_SHORT PROBLEM_
Lay out every line of the material as a Markdown table with the columns "Row" and "Line", numbering each row and skipping blank lines.
[Begin]
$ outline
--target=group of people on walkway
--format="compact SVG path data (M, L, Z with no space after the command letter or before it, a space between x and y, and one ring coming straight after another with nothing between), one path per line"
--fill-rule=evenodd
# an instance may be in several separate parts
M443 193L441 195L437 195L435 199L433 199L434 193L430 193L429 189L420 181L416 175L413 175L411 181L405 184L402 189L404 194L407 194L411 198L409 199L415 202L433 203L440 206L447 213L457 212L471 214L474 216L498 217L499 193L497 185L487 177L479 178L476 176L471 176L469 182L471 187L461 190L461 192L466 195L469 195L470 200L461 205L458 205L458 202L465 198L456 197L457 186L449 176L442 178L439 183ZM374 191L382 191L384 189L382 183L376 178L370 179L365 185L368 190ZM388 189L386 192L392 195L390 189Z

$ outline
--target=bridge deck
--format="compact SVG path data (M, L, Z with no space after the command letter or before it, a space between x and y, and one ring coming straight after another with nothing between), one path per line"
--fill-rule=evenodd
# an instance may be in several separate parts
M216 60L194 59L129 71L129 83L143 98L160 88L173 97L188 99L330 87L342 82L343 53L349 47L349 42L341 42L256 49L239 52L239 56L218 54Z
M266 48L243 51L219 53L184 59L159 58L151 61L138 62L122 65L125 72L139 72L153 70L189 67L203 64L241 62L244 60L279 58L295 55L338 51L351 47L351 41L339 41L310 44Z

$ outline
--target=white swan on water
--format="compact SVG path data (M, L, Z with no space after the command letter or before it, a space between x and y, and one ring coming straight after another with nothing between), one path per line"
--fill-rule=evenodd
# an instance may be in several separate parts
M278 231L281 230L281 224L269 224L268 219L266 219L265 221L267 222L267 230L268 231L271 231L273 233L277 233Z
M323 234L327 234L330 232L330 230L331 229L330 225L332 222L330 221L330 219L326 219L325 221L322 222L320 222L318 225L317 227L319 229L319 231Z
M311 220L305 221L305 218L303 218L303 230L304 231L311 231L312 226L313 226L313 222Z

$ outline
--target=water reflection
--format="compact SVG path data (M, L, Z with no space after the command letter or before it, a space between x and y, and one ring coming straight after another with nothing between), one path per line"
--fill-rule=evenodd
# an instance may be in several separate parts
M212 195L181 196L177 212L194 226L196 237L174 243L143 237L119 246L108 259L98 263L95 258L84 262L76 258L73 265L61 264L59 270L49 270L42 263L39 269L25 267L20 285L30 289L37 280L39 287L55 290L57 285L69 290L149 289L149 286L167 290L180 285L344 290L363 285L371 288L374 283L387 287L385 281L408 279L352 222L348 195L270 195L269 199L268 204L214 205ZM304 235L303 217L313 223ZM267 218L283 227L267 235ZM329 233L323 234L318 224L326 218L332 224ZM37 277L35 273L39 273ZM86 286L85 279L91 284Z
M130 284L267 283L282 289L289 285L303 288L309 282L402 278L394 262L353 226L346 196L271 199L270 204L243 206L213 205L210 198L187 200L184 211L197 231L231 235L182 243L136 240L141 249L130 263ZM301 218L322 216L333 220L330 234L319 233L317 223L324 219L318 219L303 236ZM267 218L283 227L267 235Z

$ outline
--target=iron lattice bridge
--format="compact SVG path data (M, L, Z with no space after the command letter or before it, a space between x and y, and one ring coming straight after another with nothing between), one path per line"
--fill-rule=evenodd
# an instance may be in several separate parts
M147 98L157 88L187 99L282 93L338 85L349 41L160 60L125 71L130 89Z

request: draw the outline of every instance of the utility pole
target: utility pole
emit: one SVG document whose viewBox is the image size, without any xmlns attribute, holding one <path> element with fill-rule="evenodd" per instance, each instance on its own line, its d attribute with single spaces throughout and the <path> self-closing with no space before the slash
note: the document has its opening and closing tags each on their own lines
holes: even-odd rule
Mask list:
[End]
_RESULT_
| Row | Line |
|---|---|
| 1 | $ outline |
| 2 | --target=group of people on walkway |
| 3 | --format="compact SVG path data (M, L, Z with no space after the command letter or before it, a space between x and y, and one ring coming straight after another with nothing between), one path per line" |
| 4 | --fill-rule=evenodd |
| 5 | # an instance may be in several separate parts |
| 6 | M443 193L441 195L437 195L435 199L433 199L434 193L430 193L429 189L420 181L416 175L413 175L411 181L405 184L402 189L404 194L407 194L411 198L409 199L415 202L433 203L440 206L447 213L457 212L471 214L474 216L498 217L499 193L497 185L487 177L479 178L476 176L471 176L469 182L471 187L461 190L461 192L466 195L469 195L470 200L461 205L458 205L458 202L465 198L456 197L457 186L449 176L442 178L439 183ZM374 191L382 191L384 189L382 183L376 178L370 179L365 185L368 190ZM388 189L386 192L392 195L390 189Z |
| 7 | $ outline |
| 8 | --target=bridge deck |
| 9 | --format="compact SVG path data (M, L, Z with no space after the command letter or before it, a space between x and y, and one ring coming straight after another with nothing between), one path per line" |
| 10 | --fill-rule=evenodd |
| 11 | # an instance may be in several separate parts |
| 12 | M216 60L194 59L129 71L129 83L143 98L160 88L173 97L188 99L330 87L342 82L343 53L349 47L349 42L341 42L256 49L239 52L239 56L218 54Z |
| 13 | M266 48L243 51L219 53L184 59L159 58L151 61L138 62L122 65L125 72L139 72L153 70L189 67L203 64L241 62L244 60L279 58L295 55L338 51L351 47L351 41L339 41L310 44Z |
| 14 | $ outline |
| 15 | --target=white swan on water |
| 16 | --format="compact SVG path data (M, L, Z with no space after the command letter or before it, a space between x and y, and one ring coming straight after another with nothing between), one path per line" |
| 17 | --fill-rule=evenodd |
| 18 | # an instance may be in several separate parts |
| 19 | M278 231L281 230L281 224L269 224L268 219L266 219L265 221L267 222L267 230L268 231L271 231L273 233L277 233Z |
| 20 | M323 234L327 234L330 232L330 230L331 229L330 225L332 222L330 221L330 219L326 219L325 221L322 222L320 222L318 225L317 227L319 229L319 231Z |
| 21 | M311 220L305 221L305 218L303 218L303 230L304 231L311 231L312 226L313 226L313 222Z |
| 22 | $ outline |
| 23 | --target=water reflection |
| 24 | --format="compact SVG path data (M, L, Z with no space after the command letter or before it, a space between x and y, and one ring coming straight after another with nothing between), one path per line" |
| 25 | --fill-rule=evenodd |
| 26 | # an instance may be in several separate parts |
| 27 | M212 195L181 196L177 212L194 226L196 237L174 243L143 237L119 246L108 259L98 263L95 258L84 262L76 258L73 265L61 264L59 270L49 270L42 263L39 269L25 267L20 285L30 289L37 280L39 287L55 290L57 285L69 290L149 289L149 286L167 290L180 285L344 290L363 285L371 288L374 283L387 287L385 281L408 279L352 222L348 195L270 195L269 199L268 204L214 205ZM304 235L303 217L313 223ZM267 218L283 227L267 235ZM329 233L323 234L318 224L326 218L332 224ZM37 277L35 273L39 273ZM86 286L85 279L91 284Z |
| 28 | M130 284L267 283L282 289L289 285L303 288L309 282L402 278L394 262L353 226L346 196L271 199L270 204L243 206L213 205L210 198L187 200L184 211L197 231L231 235L182 243L136 240L141 249L130 263ZM301 218L322 216L333 220L330 234L319 233L317 223L324 219L318 219L303 236ZM267 218L283 227L267 235Z |
| 29 | $ outline |
| 30 | --target=iron lattice bridge |
| 31 | --format="compact SVG path data (M, L, Z with no space after the command letter or before it, a space between x and y, and one ring coming straight after another with nothing between), one path per line" |
| 32 | --fill-rule=evenodd |
| 33 | # an instance may be in several separate parts |
| 34 | M147 98L157 88L187 99L282 93L338 85L349 41L160 60L125 71L130 89Z |
| 35 | request: draw the outline of every instance of the utility pole |
| 36 | target: utility pole |
| 37 | emit: one SVG document whose viewBox is the image size, without any xmlns attribute, holding one <path> element with fill-rule="evenodd" per instance, each instance on its own line, its d attribute with single spaces throughout and the <path> self-closing with no space before the slash |
| 38 | note: the document has its opening and closing tags each on their own lines |
| 39 | holes: even-odd rule |
| 40 | Mask list: |